■ Task brief
Please update the lines below, replacing every "outline_request" with "segmentation_request" and keeping everything else the same. Leave the pictures out of your answer.

■ Recorded information
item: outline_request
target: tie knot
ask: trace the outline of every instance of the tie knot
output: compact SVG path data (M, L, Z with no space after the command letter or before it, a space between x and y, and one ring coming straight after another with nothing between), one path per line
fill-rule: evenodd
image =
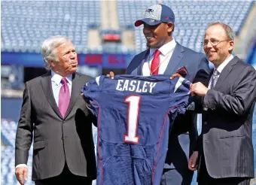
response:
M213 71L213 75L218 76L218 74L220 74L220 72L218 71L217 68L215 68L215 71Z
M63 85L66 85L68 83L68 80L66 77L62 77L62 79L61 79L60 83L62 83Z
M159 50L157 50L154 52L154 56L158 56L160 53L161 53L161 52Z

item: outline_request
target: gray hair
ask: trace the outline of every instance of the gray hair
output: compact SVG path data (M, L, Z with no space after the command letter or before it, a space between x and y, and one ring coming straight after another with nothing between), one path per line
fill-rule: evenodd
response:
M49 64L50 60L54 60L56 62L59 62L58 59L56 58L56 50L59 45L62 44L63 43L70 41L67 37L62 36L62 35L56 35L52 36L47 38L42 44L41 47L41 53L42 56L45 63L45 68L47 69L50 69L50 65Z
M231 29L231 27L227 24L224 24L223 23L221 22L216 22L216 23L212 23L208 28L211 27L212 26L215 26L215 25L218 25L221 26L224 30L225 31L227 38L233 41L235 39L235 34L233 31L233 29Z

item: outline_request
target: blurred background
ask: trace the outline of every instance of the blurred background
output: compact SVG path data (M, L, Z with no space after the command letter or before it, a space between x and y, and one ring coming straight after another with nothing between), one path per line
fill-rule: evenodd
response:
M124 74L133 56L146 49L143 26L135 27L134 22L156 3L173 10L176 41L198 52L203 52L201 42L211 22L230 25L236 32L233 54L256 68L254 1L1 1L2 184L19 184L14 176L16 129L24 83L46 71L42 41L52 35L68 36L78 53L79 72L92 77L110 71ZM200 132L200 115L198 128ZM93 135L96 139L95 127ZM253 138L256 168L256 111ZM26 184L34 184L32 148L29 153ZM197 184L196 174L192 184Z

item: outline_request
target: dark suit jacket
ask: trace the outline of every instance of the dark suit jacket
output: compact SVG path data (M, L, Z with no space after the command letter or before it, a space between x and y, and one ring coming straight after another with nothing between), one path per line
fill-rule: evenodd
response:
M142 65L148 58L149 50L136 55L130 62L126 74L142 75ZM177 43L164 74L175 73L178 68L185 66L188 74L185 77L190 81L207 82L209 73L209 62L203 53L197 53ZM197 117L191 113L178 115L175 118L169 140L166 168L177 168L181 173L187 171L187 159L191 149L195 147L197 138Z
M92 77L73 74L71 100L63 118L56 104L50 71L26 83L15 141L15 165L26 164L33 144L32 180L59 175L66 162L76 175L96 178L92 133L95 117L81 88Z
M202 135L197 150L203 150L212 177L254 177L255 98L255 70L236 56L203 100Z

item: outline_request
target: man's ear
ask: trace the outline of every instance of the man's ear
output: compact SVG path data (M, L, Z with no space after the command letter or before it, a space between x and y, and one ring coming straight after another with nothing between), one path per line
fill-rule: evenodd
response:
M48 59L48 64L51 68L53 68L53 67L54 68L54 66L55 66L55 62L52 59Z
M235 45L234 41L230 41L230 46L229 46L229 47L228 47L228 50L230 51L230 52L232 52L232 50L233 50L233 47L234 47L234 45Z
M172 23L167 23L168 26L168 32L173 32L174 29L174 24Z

■ Task result
item: segmentation_request
target: tie knot
ask: trace the outline of every instance of the tie knot
output: compact SVG path data (M, L, Z with no space after the command letter or before it, a space between x and y, and one ring coming straight after another with nothing between), one path per line
fill-rule: evenodd
image =
response:
M213 71L213 75L218 76L218 74L220 74L220 72L218 71L217 68L215 68L215 71Z
M63 85L66 85L68 83L68 80L66 77L62 77L62 79L61 79L60 83L62 83Z
M159 50L157 50L154 52L154 56L158 56L160 53L161 53L161 52Z

item: segmentation_request
target: gray hair
ask: trace the outline of every instance of the gray hair
output: compact SVG path data (M, L, Z with no space after the command letter or before it, a space between x and y, and one ring coming straight after another with nothing between), one path per line
fill-rule: evenodd
response:
M49 64L50 60L54 60L56 62L59 62L58 59L56 58L56 50L59 45L62 44L63 43L70 41L67 37L62 36L62 35L56 35L52 36L47 38L42 44L41 47L41 53L42 56L45 63L45 68L47 69L50 69L50 65Z
M231 29L231 27L227 24L224 24L223 23L221 22L216 22L216 23L212 23L208 28L211 27L212 26L215 26L215 25L218 25L221 26L224 30L225 31L227 38L233 41L235 39L235 34L233 31L233 29Z

item: segmentation_request
target: blurred background
ask: trace the outline of every instance of the blurred background
output: compact SVG path data (M, L, Z with no space after the command letter or before it, a space between x and y, and one ring coming straight after another with nothing between), one path per line
fill-rule: evenodd
response:
M124 74L133 56L146 49L143 26L135 27L134 22L156 3L173 10L176 41L198 52L203 52L201 42L211 22L230 25L236 32L233 54L256 68L254 1L1 1L2 184L19 184L14 176L16 129L24 83L46 71L42 41L52 35L68 36L78 53L79 72L92 77L110 71ZM200 132L200 115L198 128ZM93 135L96 139L95 127ZM253 138L256 168L256 111ZM26 184L34 184L32 148L29 153ZM197 184L196 174L192 184Z

item: segmentation_request
target: dark suit jacket
ask: trace the outline of every instance of the dark suit jacket
output: compact SVG path data (M, L, Z with no space after the command letter or before it, a space between x and y, and one ring coming straight after another with nothing between), one path per line
fill-rule: evenodd
response:
M142 65L148 58L149 50L136 55L130 62L126 74L142 75ZM177 43L164 74L175 73L178 68L185 66L188 74L185 77L190 81L207 82L209 73L209 62L203 53L197 53ZM197 117L191 113L178 115L175 118L169 140L166 168L177 168L181 173L187 171L187 159L191 149L195 147L197 138Z
M92 77L73 74L71 100L63 118L56 104L50 71L26 83L15 141L15 165L26 164L33 144L32 180L59 175L66 162L76 175L96 178L92 133L95 117L81 88Z
M202 135L197 150L203 150L212 177L254 177L255 98L255 70L236 56L203 100Z

item: segmentation_request
target: man's ear
ask: trace the outline of every instance of the man's ear
output: compact SVG path data (M, L, Z with no space after the command letter or before it, a space between x and y, and one ring coming straight after another with nothing between), one path per line
fill-rule: evenodd
response:
M48 59L48 64L51 68L53 68L53 67L54 68L54 66L55 66L55 62L52 59Z
M235 45L234 41L230 41L230 46L229 46L229 47L228 47L228 50L230 51L230 52L232 52L232 50L233 50L233 47L234 47L234 45Z
M172 23L167 23L168 26L168 32L173 32L174 29L174 24Z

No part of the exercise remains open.